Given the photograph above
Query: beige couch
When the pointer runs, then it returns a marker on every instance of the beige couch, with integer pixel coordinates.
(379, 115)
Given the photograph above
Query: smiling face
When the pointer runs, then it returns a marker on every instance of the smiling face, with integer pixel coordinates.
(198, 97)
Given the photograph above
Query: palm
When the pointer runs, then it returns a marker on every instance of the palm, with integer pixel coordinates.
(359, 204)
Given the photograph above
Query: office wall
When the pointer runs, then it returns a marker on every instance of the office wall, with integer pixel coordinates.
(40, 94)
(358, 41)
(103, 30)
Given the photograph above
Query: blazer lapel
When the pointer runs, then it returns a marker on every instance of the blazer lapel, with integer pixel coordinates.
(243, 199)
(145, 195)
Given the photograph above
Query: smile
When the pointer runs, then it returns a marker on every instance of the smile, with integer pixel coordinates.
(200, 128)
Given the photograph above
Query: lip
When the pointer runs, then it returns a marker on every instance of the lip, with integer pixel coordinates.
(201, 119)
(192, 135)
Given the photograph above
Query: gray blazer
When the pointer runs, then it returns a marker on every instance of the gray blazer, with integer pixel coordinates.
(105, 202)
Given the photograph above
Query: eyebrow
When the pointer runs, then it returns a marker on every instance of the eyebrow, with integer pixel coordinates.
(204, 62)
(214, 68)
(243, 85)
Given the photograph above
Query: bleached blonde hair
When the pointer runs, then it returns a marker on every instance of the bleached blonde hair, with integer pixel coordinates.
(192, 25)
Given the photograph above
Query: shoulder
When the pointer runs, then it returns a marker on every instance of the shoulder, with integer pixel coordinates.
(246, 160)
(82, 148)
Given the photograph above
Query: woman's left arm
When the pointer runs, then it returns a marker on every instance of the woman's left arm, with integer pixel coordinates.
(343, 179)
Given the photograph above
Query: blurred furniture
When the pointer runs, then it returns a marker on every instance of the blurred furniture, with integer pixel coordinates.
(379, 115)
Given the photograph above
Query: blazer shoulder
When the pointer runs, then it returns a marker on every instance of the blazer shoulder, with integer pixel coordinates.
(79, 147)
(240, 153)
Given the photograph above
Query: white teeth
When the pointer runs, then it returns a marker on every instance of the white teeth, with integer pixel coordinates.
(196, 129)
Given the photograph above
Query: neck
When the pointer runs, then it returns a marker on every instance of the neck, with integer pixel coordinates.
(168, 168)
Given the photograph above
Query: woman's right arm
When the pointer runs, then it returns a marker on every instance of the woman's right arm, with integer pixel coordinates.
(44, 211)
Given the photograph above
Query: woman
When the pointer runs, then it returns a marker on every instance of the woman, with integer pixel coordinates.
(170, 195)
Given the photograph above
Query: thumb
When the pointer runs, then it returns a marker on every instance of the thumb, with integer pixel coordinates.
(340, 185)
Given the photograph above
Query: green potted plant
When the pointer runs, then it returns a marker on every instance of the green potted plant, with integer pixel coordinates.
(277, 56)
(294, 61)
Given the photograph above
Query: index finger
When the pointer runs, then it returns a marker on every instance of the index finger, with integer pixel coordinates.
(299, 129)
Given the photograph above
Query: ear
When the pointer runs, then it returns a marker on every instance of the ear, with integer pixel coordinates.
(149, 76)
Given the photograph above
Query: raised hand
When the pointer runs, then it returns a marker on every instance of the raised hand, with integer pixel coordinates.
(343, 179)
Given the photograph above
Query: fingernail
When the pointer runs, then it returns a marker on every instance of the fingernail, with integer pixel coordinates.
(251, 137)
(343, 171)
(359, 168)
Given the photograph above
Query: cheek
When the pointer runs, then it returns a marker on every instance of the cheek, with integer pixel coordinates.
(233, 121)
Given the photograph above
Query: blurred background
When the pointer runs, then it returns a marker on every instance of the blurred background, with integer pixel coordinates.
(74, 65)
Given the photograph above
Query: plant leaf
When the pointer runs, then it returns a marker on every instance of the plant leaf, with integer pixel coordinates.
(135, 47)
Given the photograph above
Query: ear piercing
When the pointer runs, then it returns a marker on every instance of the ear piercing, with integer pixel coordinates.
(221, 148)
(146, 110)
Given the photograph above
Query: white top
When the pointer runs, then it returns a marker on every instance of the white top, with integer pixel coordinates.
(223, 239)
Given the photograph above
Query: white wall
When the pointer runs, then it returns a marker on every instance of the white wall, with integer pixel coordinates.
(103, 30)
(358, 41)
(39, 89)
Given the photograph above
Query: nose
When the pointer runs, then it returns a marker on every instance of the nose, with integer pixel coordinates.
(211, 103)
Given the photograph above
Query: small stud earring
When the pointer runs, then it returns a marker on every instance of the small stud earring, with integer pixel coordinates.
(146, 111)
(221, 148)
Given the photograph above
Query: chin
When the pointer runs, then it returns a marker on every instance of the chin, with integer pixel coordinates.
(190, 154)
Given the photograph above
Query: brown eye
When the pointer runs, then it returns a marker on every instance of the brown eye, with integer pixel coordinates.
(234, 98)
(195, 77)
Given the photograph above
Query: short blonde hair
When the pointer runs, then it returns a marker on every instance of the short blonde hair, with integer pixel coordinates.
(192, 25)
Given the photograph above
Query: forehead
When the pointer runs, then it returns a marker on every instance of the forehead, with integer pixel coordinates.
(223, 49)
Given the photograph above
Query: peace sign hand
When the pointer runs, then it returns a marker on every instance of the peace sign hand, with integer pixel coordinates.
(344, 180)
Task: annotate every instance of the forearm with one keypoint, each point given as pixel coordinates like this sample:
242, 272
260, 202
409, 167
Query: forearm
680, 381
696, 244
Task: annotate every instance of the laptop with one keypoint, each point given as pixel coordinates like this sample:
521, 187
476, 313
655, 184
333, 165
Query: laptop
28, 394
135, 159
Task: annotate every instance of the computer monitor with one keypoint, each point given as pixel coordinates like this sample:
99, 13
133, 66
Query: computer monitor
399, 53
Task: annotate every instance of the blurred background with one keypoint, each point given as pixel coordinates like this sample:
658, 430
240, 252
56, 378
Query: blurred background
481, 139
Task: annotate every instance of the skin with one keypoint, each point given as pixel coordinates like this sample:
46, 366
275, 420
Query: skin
===
__Job__
Could you quote the material above in full, exactly as it stands?

__Written answer__
Given the photograph above
Query: beige couch
When the pointer runs, then it returns a marker on every instance of the beige couch, with integer pixel coordinates.
(379, 115)
Given the photograph above
Query: smiling face
When the pointer runs, then it returns a marker on every instance of the smiling face, with integer pixel coordinates.
(198, 97)
Given the photograph above
Query: palm
When the pointer runs, then it returns a marker on every instance of the palm, with integer pixel coordinates.
(359, 204)
Given the photograph above
Query: office wall
When the pointer runs, then it returns a marker on every instance of the office wall, with integer pixel coordinates.
(40, 94)
(358, 41)
(103, 30)
Given the photograph above
Query: blazer lapel
When the pointer runs, then it returns a marker on every instance of the blazer lapel, with integer pixel coordinates.
(243, 199)
(145, 195)
Given the photograph above
Query: smile
When the pointer runs, then it returns a marker on every instance of the smile, with integer pixel coordinates.
(200, 128)
Given the photograph above
Query: lip
When the pointer runs, then it returns a marker on every instance of the lip, with integer pixel coordinates.
(201, 119)
(192, 135)
Given the photograph above
Query: gray blazer
When the pointer runs, then it returns a marker on every instance of the gray blazer, with integer pixel coordinates.
(105, 202)
Given the photograph above
Query: eyebrow
When the pointer runs, then it returns a marker on every instance of the eyebrow, with integer pixel coordinates.
(204, 62)
(214, 68)
(243, 85)
Given the photograph above
Query: bleached blonde hair
When the pointer runs, then it returns a marker on every instance of the bleached blonde hair, with integer pixel coordinates.
(192, 25)
Given the photograph above
Query: shoulder
When the pointer runs, then it returns a marker on every instance of the shoulder, with integer pixel coordinates.
(246, 160)
(82, 148)
Given the photograph above
Query: woman's left arm
When the pointer runs, then it returns a marker on every instance of the woman's left arm, with integer pixel coordinates.
(343, 179)
Given the photograph above
Query: blurred furniture
When the pointer runs, then it returns a marker on every instance of the blurred furniture, with integer pixel coordinates.
(379, 115)
Given the photograph above
Query: blazer shoulder
When the pointer runs, then it returns a marker on every instance of the blazer shoulder, with integer pixel coordinates.
(79, 147)
(240, 153)
Given the photograph above
Query: white teeth
When the pointer runs, then it returns a marker on every instance of the white teeth, with integer pixel coordinates.
(196, 129)
Given the photograph above
Query: neck
When the pointer runs, then it returns a marker on every instance of the neck, with integer pixel coordinates.
(168, 168)
Given the photograph above
Query: woman's right arm
When the pointer runs, then it returns a marker on every instance of the woman's right arm, with integer pixel coordinates.
(44, 211)
Given the photograph above
Query: woman
When the pointer runs, then it returns a marker on every instance of the woman, with integer pixel coordinates.
(170, 195)
Given the photograph above
Query: thumb
When the pointer runs, then it returns a marker on every instance of the thumb, with integer pixel coordinates.
(340, 185)
Given the photograph above
Query: green potted plant
When the pointer runs, then it returns a marker on every instance of the green potted plant, with integer pixel coordinates.
(277, 56)
(294, 61)
Given the photograph above
Query: index finger
When the pointer runs, then it returns a marker on every instance of the index finger, with integer pixel coordinates.
(299, 129)
Given the photograph above
Query: ear
When the pointer runs, then it returns a marker on every instance of the ear, with integer pixel coordinates.
(149, 76)
Given the photograph above
Query: raised hand
When the pointer runs, then it returns a marker on every instance of the raised hand, with integer pixel coordinates.
(343, 179)
Given the photograph above
Query: fingernail
When the pointer runs, then it returns a marker on every instance of the fingernail, with integer pixel coordinates.
(251, 137)
(343, 171)
(359, 168)
Given the photograph above
Query: cheek
When the pointer runs, then it returns a marker on every instance of the cheek, with integer pixel coordinates.
(233, 121)
Given the photograph above
Query: blurred background
When the pointer runs, then it returns a marker on every instance of the blurred background, with integer pixel coordinates.
(74, 65)
Given the photograph above
Query: plant leaf
When the pointer runs, then it returns a marker on every instance of the plant leaf, with integer pixel coordinates.
(135, 47)
Given the photograph above
Query: ear piercing
When the pointer runs, then it returns a marker on every instance of the ear piercing, with integer pixel coordinates.
(221, 148)
(146, 110)
Given the photograph above
Query: white top
When the pointer runs, then it returns a marker on every instance of the white top, with integer pixel coordinates.
(223, 239)
Given the photograph above
Query: white wall
When the pointer runs, then it returns a marker on every instance of the white wall, with integer pixel coordinates.
(103, 30)
(358, 41)
(39, 89)
Given the photograph above
Query: nose
When the pointer runs, then it returns a marker on every instance of the nose, with integer pixel coordinates.
(211, 103)
Given the photograph above
Query: small stud earring
When the pointer runs, then it returns a marker on every instance of the small stud earring, with integer pixel coordinates.
(146, 111)
(221, 148)
Given the photograph above
Query: chin
When the pointer runs, then it returns a marker on every instance of the chin, with integer pixel coordinates.
(190, 154)
Given the photograph above
Query: brown eye
When the pointer runs, then it returns a marker on every instance of the brown eye, with integer pixel coordinates.
(234, 98)
(195, 77)
Given the photograph above
Query: short blonde hair
When the pointer runs, then it returns a marker on every instance of the short blonde hair, with integer pixel coordinates.
(192, 25)
Given the photograph above
Query: forehead
When the pointer runs, then it returns a marker on every instance of the forehead, with integer pixel coordinates.
(223, 49)
Given the photograph above
Query: peace sign hand
When the pointer runs, then it returns a marker on every instance of the peace sign hand, with integer pixel coordinates.
(344, 180)
Task: annotate every instance of the forearm with one keypoint, each point given as pixel coordinates like this sample:
242, 272
260, 202
409, 167
Query: forearm
680, 381
696, 244
Task: annotate every instance of the laptop with one keypoint, each point given as pixel coordinates like this sample:
521, 187
476, 313
655, 184
333, 165
Query: laptop
28, 394
135, 159
Task: annotate every instance of the computer monitor with one keypoint, each point given as pixel coordinates like this sample:
99, 13
133, 66
Query: computer monitor
399, 53
Task: annotate every instance of the blurred background with one keypoint, each point given as pixel coordinates like this sample:
658, 430
240, 252
56, 378
Query: blurred background
481, 139
Task: annotate every instance of the skin with one keypoint, each point given as pixel coordinates like this sample:
46, 366
275, 420
Query: skin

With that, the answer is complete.